Adam,

> I think we have inconsistent definitions of Active-Active

Yes, this terminology gets thrown around a lot. IMO "active" means both
producers and consumers are using a cluster under normal operation -- not
just during outages, and not just by something like MM2. (Obviously, MM2
has producers and consumers, but they don't count here.) Conversely,
"standby" or "backup" means that data is being written by a producer, but
it isn't being consumed under normal operation. I qualify this definition
with IMO, as I don't think there is strong consensus here.

I'll also add a caveat about "under normal operation". An active/active
architecture does not necessarily mean that you use both clusters in the
same way all the time -- only that you _could_. You could load-balance
50/50 of your traffic between two clusters, or you could direct 100% to one
and 0% to the other, e.g. if one is farther away or has less hw resources.
But the architecture remains the same (and certainly, MM2 doesn't care
about this detail).

> The producer is only producing to one cluster (primary) and one topic
(topic "table"), and the other cluster (secondary) contains only a
replication of the data via MM2 ("primary.table").

That, by definition, is not active/active.

>What you seemed to be proposing is that the producer's "table" data is
sent fully to each cluster, such that the state can be materialized as a
KTable in each application running on each cluster.

Correct.

> This wouldn't require MM2 at all, so I'm not sure if this is what you
advocated.

You could use a dual-ingest method and send all your data to both clusters,
which would not require MM2. There are many issues with this approach,
primarily wrt to consistency and efficiency.

> The trivial solution seems to be to make your producers produce all
stateful data (topic "table") to each cluster, which makes MM2 unnecessary,
but can also lead to data inconsistencies so it's not exactly foolproof.

Yes, that's something like "dual ingest", which I would not recommend.

> SteamsAppPrimary is consuming from ("table")

What is "table" exactly? I am interpreting this as a KTable changelog
topic, in which case "table" is an output topic of some streams app, i.e.

SUPPLIED MATERIAL
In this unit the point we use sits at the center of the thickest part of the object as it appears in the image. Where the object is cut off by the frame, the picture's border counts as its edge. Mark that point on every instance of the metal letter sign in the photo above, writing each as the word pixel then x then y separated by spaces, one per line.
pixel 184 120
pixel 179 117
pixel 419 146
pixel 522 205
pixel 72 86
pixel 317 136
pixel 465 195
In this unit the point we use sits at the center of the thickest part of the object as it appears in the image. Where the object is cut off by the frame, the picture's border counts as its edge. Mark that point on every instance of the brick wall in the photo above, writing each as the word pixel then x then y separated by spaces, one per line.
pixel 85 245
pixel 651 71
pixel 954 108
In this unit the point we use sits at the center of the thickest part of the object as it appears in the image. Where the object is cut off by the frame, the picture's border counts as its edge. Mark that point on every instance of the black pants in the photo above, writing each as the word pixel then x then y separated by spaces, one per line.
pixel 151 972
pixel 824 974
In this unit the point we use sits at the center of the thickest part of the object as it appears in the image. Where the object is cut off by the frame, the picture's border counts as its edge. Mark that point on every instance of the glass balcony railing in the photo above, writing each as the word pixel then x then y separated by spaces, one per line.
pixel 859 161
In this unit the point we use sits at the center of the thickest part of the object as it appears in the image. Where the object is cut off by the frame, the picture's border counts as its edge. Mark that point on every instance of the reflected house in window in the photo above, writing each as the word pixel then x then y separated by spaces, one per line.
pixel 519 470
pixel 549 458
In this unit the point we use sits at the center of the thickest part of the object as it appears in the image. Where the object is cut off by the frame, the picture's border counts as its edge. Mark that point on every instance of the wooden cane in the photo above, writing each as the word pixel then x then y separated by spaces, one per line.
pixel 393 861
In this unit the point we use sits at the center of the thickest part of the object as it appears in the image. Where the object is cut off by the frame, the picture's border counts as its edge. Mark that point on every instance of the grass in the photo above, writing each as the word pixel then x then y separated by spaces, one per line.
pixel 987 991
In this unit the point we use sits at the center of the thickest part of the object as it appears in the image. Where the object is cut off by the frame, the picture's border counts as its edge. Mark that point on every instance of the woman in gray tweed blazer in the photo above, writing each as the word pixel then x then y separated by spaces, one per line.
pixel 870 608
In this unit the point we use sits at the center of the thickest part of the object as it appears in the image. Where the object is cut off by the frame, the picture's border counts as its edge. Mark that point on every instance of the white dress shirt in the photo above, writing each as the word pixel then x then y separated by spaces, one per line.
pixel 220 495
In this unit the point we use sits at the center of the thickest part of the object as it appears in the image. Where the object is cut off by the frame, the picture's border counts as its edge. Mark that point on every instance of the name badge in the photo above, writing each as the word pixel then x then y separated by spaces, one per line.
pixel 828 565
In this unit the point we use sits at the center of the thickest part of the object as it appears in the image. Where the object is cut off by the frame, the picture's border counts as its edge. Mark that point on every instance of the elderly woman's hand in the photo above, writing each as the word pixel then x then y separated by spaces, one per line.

WRITTEN TASKS
1 - In the message about active/active clusters, recast the paragraph beginning "Yes, this terminology gets thrown around a lot" as a short list that keeps its main facts.
2 - Write out everything in the rows from the line that contains "of the white" down to the line that contains "pixel 220 495", including both of those lines.

RESULTS FOR THE EXERCISE
1 -
- "Active": both producers and consumers use a cluster under normal operation. This means more than use only during outages or only by something like MM2, whose producers and consumers don't count.
- "Standby" or "backup": a producer writes data to the cluster, but that data isn't consumed under normal operation.
- The writer offers these definitions as personal opinion (IMO), since there is no strong consensus.

2 -
In this unit the point we use sits at the center of the thickest part of the object as it appears in the image. Where the object is cut off by the frame, the picture's border counts as its edge. Mark that point on every instance of the white dress shirt in the photo above, writing each as the word pixel then x then y separated by spaces, one per line.
pixel 220 495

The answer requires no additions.